*GIVEN EXERCISE*
Please copy exactly the lines that begin with the one containing "of the poster" and end with the last line of the entries.

○ ○ ○ ○ ○

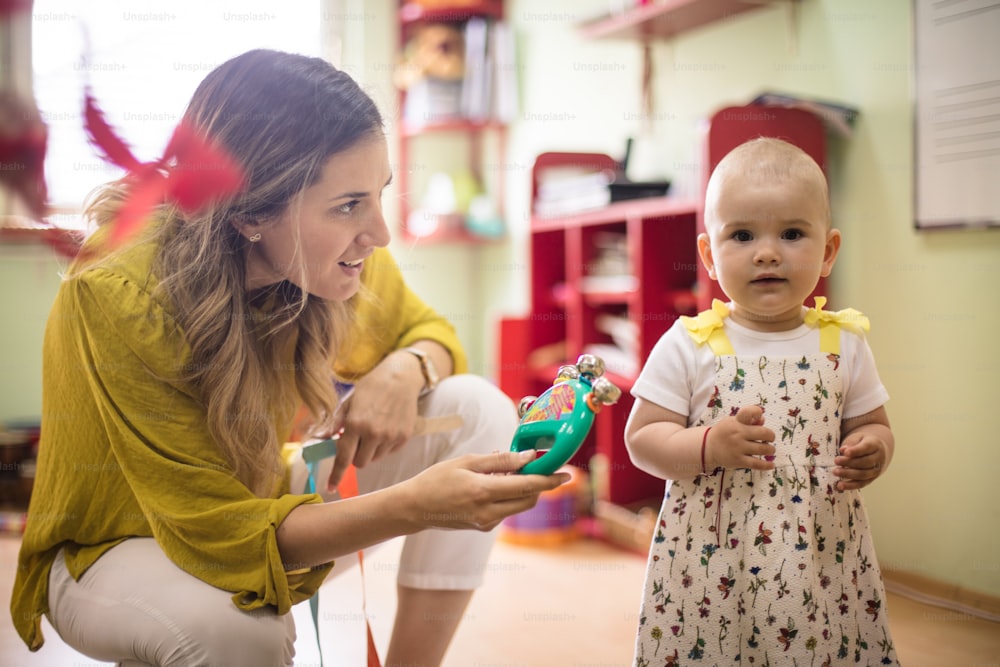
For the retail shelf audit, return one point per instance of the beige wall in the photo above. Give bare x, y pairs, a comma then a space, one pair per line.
931, 296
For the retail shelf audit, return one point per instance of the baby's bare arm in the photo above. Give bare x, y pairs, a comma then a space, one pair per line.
866, 448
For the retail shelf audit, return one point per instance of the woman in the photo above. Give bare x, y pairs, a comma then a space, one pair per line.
161, 530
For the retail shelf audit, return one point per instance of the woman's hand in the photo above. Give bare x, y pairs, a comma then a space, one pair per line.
474, 491
380, 415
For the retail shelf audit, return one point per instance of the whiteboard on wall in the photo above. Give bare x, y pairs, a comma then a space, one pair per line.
957, 115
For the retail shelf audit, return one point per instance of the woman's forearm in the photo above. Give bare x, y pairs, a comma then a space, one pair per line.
314, 534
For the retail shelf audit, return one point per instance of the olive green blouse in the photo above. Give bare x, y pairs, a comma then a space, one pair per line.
125, 452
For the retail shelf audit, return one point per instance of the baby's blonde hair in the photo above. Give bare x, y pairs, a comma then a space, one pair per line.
766, 159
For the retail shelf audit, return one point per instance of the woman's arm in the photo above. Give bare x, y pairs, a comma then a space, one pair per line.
470, 492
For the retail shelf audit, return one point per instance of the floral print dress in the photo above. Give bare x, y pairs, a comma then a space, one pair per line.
769, 567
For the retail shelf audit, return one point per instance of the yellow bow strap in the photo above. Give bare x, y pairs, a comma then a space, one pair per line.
706, 327
830, 324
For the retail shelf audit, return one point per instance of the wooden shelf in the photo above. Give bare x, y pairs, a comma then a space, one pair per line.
449, 12
666, 19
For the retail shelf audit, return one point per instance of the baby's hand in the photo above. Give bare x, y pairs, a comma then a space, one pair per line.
741, 441
862, 459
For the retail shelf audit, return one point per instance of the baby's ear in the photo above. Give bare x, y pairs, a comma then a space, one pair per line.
705, 253
830, 251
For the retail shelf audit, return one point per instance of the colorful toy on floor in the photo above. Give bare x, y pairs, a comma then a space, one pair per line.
558, 421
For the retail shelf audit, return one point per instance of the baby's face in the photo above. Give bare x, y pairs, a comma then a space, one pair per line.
768, 242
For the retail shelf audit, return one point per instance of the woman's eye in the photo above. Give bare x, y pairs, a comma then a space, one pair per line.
348, 207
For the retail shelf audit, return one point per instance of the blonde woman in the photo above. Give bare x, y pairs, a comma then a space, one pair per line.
162, 529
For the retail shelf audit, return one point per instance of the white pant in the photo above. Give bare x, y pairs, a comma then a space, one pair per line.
135, 607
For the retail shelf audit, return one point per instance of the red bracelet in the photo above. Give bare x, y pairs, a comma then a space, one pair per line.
704, 441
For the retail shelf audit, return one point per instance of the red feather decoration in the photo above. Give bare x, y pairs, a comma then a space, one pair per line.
192, 172
103, 136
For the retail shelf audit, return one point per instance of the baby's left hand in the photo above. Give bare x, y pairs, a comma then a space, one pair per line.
862, 459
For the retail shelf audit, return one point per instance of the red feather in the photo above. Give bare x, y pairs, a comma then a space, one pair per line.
147, 191
202, 173
103, 136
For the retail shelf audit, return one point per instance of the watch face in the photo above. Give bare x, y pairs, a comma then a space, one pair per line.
426, 367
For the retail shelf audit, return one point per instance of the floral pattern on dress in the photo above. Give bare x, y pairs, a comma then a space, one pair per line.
767, 567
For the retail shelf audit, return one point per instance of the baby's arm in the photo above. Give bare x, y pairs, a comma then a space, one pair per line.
660, 442
865, 449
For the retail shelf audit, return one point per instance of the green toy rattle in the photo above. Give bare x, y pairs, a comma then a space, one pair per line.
558, 421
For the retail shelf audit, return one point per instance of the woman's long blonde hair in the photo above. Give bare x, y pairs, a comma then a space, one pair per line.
256, 357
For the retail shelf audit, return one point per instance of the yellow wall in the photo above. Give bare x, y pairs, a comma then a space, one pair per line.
931, 296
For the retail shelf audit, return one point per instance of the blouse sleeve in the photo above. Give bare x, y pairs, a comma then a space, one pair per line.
390, 316
207, 522
864, 391
670, 376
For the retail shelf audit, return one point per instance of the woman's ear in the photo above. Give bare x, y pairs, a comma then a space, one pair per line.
705, 252
247, 227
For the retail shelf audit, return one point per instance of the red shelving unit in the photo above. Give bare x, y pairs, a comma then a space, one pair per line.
666, 18
474, 133
665, 280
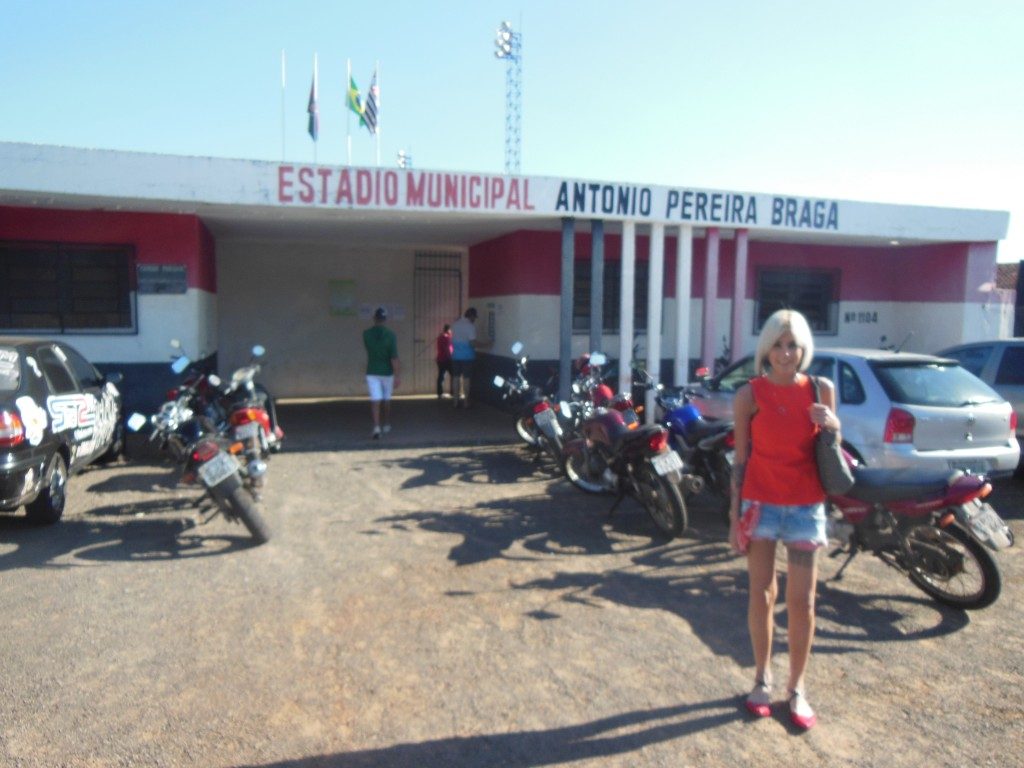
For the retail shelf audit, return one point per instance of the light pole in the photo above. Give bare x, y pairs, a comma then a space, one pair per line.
508, 45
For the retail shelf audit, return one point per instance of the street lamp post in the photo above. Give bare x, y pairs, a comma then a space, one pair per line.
508, 44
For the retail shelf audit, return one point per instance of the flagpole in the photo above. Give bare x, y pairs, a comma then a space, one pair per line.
348, 113
283, 126
316, 91
377, 132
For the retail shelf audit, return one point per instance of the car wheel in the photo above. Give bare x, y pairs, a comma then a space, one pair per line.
48, 506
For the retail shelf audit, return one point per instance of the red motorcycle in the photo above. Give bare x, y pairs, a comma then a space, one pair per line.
935, 529
615, 454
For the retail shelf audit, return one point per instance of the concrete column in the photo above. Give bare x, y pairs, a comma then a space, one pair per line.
596, 285
655, 294
565, 331
626, 305
684, 271
709, 330
739, 296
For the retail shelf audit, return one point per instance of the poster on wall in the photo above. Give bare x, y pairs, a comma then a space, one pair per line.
342, 297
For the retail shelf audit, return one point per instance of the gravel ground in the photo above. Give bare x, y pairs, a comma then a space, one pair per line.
461, 606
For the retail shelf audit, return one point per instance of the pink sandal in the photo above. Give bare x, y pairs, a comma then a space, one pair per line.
801, 714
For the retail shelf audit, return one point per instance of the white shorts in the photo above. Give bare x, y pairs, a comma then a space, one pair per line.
380, 387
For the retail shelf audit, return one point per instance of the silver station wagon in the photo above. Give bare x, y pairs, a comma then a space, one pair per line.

○ ○ ○ ○ ○

*SOLUTION*
For the retail shelf audit, return one point per instance of the poster on wall in the photo above. Give bare x, y pairs, a comma then a space, one pair per line.
342, 297
For the retail shelf audit, return one point per instance of the gravel ground in the photo above. Give bare x, y pairs, a comma then a space, one pair per line.
461, 606
For the retail shelf audit, return one point per instance of the pink sandal in the photo above. Give bare x, y pairs, a comma then a space, one pair per line.
801, 714
For the retail shelf audit, return one point per instance of the white shorts in the photo above. Give bare x, y pairs, a comma then a space, one pair per line.
380, 387
For the retail shelf audit, return one point per instance of the silver station wagon in the photo above. Give bare x, y pairs, a comma then a space, one pair per line.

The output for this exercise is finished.